DIRECTIONS: From the first line of the records below through the line containing "Every instance of the magen", copy everything exactly and nothing more.

____

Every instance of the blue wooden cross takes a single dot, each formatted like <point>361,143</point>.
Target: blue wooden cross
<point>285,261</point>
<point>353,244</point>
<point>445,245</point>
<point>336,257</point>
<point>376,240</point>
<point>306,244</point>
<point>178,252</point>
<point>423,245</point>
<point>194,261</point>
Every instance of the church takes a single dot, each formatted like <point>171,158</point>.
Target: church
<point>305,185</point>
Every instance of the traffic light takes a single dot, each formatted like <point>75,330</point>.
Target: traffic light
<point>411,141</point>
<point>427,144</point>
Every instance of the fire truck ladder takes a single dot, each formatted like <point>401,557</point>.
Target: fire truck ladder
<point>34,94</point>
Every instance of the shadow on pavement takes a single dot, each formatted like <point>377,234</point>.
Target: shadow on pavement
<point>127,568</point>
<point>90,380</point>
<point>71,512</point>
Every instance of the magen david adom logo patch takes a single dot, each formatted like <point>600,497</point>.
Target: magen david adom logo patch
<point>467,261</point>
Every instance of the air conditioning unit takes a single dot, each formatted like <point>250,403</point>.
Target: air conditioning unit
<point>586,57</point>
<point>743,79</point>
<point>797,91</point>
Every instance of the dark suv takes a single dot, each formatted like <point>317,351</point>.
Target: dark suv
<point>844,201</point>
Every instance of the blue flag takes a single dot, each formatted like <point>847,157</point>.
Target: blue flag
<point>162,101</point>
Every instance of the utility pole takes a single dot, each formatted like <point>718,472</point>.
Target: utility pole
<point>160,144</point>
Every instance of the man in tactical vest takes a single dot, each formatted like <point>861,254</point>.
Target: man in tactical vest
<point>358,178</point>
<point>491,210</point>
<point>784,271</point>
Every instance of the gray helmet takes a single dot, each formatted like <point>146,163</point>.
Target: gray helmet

____

RESPONSE:
Every instance of the blue wooden cross takes a single dot, each formatted like <point>361,143</point>.
Target: blue wooden cross
<point>285,261</point>
<point>353,244</point>
<point>445,245</point>
<point>336,257</point>
<point>376,240</point>
<point>306,244</point>
<point>178,252</point>
<point>423,245</point>
<point>194,261</point>
Every instance of the church takes a single dot, each formatted like <point>171,158</point>.
Target: church
<point>305,185</point>
Every instance of the traffic light takes a single dot, each formatted like <point>75,330</point>.
Target: traffic light
<point>411,141</point>
<point>427,144</point>
Every instance of the fire truck ladder takes a single dot, each formatted like <point>401,557</point>.
Target: fire truck ladder
<point>34,94</point>
Every instance of the shadow on pavement takes a single dot, each formatted like <point>377,234</point>.
Target: shadow on pavement
<point>127,568</point>
<point>90,380</point>
<point>71,512</point>
Every instance of the magen david adom logo patch takes a single dot, each formatted like <point>600,497</point>.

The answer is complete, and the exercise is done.